◆ How to complete this task
Look through the entries that follow and return each line that has the string "around".
========
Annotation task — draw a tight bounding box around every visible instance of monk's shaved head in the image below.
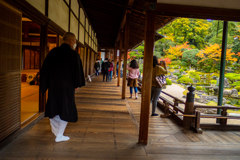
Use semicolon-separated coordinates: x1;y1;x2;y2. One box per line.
63;32;76;42
63;32;77;50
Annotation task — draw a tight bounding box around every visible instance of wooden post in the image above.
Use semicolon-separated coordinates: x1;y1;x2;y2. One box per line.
117;31;123;86
114;48;117;79
86;48;90;76
217;21;228;123
183;85;195;129
39;24;48;112
122;10;130;99
138;10;156;145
========
◆ Expected answer
Annotation task — draw a tight bounding box around every visible instance of monk's shaved head in the image below.
Annotation task — draw a tight bounding box around every visible instance of wooden post in the image above.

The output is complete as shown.